Edward Everett Horton
Biography
From Wikipedia, the free encyclopedia
Edward Everett Horton Jr. (March 18, 1886 – September 29, 1970) was an American character actor. He had a long career in film, theater, radio, television, and voice work for animated cartoons. Horton began his stage career in 1906, singing and dancing and playing small parts in vaudeville and in Broadway productions. In 1919, he moved to Los Angeles, California, where he began acting in Hollywood films. His first starring role was in the comedy Too Much Business (1922), but he portrayed the lead role of an idealistic young classical composer in the drama Beggar on Horseback (1925). In the late 1920s, he starred in two-reel silent comedies for Educational Pictures, and made the transition to talking pictures with Educational in 1929. As a stage-trained performer, he found more film work easily, and appeared in some of Warner Bros.' early talkies, including The Terror (1928) and Sonny Boy (1929).
Horton initially used his given name, Edward Horton, professionally. His father persuaded him to adopt his full name professionally, reasoning that other actors might be named Edward Horton, but only one named Edward Everett Horton. Horton soon cultivated his own special variation of the time-honored double take (an actor's reaction to something, followed by a delayed, more extreme reaction). In Horton's version, he would smile ingratiatingly and nod in agreement with what just happened; then, when realization set in, his facial features collapsed entirely into a sober, troubled mask.

▸ **REQUIRED WORK**: Copy the passage of the Edward Everett Horton biography word for word, starting at "Horton initially used" and ending at "sober, troubled mask.".

▸ **DATA SEGMENT**:
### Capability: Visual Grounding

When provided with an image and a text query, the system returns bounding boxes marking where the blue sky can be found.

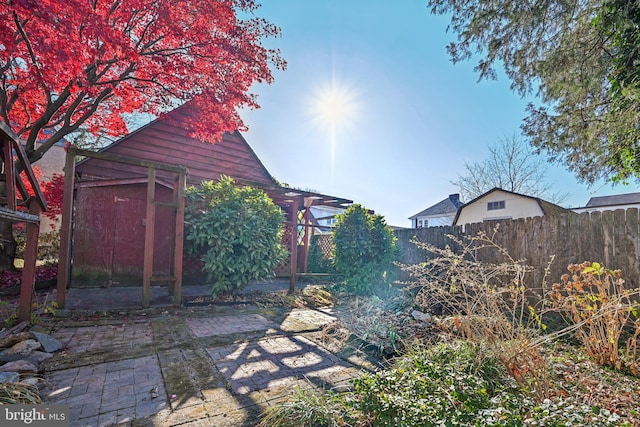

▸ **THE REPLY**:
Horton initially used his given name, Edward Horton, professionally. His father persuaded him to adopt his full name professionally, reasoning that other actors might be named Edward Horton, but only one named Edward Everett Horton. Horton soon cultivated his own special variation of the time-honored double take (an actor's reaction to something, followed by a delayed, more extreme reaction). In Horton's version, he would smile ingratiatingly and nod in agreement with what just happened; then, when realization set in, his facial features collapsed entirely into a sober, troubled mask.